-- STATED PROBLEM --
Find the line that contains "Would you mind annotating the bus rear". Output it and every line after it to the end of the records, exactly as they appear.

-- DATASET --
## Start
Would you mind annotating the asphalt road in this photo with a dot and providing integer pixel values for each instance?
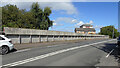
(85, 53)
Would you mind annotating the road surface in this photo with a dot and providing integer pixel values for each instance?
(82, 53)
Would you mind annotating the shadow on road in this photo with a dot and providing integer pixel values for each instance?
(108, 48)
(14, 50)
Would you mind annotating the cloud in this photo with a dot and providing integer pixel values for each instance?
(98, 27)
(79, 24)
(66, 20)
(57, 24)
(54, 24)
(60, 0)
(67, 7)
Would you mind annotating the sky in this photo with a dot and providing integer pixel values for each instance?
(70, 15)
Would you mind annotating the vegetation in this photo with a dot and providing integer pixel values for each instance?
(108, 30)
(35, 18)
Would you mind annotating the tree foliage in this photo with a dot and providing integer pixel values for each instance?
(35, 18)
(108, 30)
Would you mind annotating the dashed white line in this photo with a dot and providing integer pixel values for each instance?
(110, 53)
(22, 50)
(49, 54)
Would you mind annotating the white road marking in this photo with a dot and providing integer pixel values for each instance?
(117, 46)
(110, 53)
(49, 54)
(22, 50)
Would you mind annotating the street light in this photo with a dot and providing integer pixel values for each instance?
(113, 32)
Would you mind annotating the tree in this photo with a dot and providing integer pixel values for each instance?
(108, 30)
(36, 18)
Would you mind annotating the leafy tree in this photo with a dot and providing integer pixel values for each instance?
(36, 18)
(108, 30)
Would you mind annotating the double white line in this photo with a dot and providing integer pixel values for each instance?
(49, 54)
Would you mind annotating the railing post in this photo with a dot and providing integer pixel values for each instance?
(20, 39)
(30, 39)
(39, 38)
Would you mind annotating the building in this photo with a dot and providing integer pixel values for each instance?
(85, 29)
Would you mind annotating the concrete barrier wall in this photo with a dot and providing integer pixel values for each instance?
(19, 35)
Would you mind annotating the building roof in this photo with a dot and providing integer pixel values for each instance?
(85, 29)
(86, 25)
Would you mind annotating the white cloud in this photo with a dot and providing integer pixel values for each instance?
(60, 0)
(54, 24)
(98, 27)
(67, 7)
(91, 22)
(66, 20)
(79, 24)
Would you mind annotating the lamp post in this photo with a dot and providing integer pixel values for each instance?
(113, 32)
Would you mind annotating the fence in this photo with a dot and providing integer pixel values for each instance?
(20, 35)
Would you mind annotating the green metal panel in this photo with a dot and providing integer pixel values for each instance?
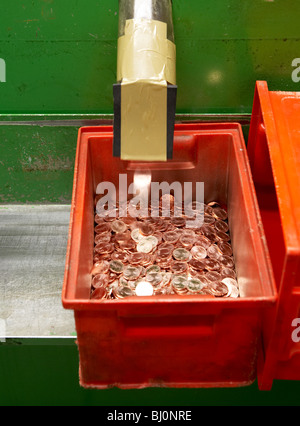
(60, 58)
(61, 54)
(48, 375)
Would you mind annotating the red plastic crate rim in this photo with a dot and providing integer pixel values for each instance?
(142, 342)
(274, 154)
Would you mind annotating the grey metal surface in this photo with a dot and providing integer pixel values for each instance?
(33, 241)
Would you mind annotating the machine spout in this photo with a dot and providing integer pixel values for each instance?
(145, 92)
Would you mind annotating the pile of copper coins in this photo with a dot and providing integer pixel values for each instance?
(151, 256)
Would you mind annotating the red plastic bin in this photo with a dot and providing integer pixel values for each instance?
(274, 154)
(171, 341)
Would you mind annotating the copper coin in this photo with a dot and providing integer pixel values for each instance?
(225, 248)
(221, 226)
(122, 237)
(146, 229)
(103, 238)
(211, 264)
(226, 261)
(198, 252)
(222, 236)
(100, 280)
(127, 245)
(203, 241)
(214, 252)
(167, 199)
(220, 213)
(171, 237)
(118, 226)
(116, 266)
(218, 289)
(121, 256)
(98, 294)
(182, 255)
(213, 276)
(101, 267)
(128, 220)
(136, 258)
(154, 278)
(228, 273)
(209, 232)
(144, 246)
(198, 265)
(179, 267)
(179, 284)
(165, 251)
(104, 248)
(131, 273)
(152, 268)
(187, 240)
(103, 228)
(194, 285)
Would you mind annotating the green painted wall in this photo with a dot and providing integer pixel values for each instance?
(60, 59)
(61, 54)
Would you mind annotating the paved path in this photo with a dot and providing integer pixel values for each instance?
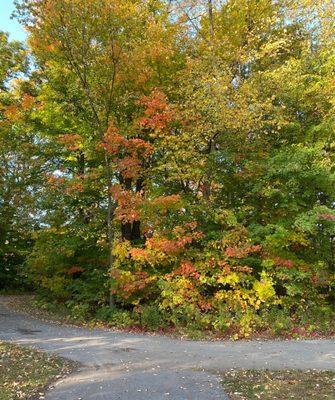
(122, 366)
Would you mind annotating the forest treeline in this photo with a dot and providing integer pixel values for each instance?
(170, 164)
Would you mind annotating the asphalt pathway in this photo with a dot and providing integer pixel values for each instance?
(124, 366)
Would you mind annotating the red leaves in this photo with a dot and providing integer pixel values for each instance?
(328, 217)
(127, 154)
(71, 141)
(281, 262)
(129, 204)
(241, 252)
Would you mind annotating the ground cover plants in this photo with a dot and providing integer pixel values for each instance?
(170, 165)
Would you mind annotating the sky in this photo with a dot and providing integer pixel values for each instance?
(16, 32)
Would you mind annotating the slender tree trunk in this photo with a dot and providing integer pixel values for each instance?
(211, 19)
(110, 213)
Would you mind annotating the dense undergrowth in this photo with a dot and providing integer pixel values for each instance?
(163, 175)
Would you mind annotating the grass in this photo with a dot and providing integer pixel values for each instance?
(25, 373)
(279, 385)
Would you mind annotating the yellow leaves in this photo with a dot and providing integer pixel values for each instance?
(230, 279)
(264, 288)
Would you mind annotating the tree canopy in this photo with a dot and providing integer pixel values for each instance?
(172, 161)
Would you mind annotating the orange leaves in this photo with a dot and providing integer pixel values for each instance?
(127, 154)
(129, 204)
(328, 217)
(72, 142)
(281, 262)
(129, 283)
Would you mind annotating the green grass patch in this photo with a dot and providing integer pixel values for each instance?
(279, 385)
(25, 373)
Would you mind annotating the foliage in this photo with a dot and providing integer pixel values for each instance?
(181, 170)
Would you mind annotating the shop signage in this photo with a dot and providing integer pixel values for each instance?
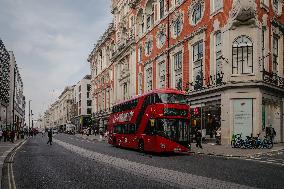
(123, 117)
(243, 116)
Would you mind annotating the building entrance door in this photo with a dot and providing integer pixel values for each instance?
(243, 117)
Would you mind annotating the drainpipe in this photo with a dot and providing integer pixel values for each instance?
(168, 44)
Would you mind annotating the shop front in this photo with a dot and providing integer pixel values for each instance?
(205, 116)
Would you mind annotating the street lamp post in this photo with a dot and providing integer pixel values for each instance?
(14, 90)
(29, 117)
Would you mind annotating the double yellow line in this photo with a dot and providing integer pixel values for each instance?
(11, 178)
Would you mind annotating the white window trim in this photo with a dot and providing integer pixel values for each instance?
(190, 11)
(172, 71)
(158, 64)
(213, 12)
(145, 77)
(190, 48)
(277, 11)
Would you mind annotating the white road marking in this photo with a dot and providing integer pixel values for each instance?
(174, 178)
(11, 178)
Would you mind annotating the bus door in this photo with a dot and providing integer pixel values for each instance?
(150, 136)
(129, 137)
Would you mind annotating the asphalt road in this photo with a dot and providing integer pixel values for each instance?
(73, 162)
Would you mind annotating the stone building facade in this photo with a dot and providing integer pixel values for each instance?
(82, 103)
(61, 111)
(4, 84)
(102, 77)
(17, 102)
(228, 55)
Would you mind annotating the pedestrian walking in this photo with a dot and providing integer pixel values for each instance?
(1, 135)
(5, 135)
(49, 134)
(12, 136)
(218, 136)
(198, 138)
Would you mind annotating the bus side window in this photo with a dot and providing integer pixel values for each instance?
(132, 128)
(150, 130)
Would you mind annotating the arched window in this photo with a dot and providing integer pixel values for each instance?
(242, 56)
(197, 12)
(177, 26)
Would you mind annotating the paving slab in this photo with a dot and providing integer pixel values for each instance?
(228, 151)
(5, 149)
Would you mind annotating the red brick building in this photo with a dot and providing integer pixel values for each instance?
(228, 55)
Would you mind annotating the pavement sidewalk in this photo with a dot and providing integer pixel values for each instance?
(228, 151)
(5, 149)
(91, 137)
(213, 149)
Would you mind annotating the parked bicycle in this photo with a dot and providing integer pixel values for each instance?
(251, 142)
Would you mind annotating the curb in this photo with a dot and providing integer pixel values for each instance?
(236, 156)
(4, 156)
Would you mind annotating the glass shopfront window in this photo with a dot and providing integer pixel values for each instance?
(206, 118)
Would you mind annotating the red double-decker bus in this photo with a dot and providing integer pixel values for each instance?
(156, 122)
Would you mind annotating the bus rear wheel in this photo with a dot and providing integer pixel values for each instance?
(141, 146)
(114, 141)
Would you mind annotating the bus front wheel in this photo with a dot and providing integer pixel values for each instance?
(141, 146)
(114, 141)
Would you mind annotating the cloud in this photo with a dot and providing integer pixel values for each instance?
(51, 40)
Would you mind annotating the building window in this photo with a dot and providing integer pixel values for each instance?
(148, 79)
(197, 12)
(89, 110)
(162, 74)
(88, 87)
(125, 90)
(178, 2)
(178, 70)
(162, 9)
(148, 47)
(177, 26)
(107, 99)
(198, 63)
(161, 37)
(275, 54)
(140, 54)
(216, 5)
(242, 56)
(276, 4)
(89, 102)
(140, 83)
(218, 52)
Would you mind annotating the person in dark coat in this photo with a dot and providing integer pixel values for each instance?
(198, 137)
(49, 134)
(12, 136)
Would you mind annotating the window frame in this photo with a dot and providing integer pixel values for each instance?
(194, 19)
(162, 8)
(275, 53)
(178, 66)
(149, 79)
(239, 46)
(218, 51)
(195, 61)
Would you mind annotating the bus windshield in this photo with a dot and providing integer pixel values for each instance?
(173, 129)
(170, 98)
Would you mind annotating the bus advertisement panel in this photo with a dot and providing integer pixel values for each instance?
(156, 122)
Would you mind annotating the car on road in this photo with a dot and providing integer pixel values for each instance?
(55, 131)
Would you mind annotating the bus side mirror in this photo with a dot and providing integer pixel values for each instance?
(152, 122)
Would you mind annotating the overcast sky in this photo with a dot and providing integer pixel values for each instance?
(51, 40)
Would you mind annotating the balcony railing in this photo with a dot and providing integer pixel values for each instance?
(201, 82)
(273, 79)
## End
-- TASK OUTPUT --
Would you mind annotating the bus rear wheel in this photo with a dot and providing integer pixel values for each instance?
(141, 146)
(114, 141)
Would you mind annotating the bus front wheel in this photo with a dot and providing integer pixel values for each instance?
(141, 146)
(114, 141)
Would you mind annotating the cloud in this photo with a dot and providing integer pixel values for each instance?
(51, 40)
Would you mind annotating the building window in this photo with a dot and providing integer pixel values for each instance?
(148, 79)
(197, 12)
(89, 110)
(162, 74)
(88, 87)
(125, 90)
(178, 2)
(178, 70)
(162, 9)
(148, 47)
(177, 26)
(107, 99)
(198, 63)
(161, 37)
(275, 54)
(140, 54)
(216, 5)
(242, 56)
(276, 4)
(89, 102)
(140, 83)
(218, 52)
Would you mind annotating the person in dark coat in this photo with a dot and providing integer pixel values for each instance?
(198, 137)
(49, 134)
(12, 136)
Would you mind annotating the window frame in this photo with a dot and providing integer pixel values for each instance?
(194, 19)
(162, 8)
(275, 53)
(178, 66)
(149, 79)
(239, 46)
(218, 51)
(195, 61)
Would you mind annotating the bus windshield in this photo with a dot and providing integer pixel values for each instance?
(173, 129)
(170, 98)
Would you mind annotating the bus advertisement panel in this photo with a dot and providing integer pixel values for each instance?
(156, 122)
Would you mind annotating the car on road in this photo with a dot and providing integer pixel values for each instance?
(55, 131)
Would you mind annotating the bus side mirror in this photo with a dot and providing integer pixel values for each instance?
(152, 122)
Would you mind annotating the overcast sky in this photo with a dot and providing integer pixel values for each instance?
(51, 40)
Would you mind annotating the balcony railing in this photo with a dot and providing integer pixel values for each instance?
(201, 82)
(273, 79)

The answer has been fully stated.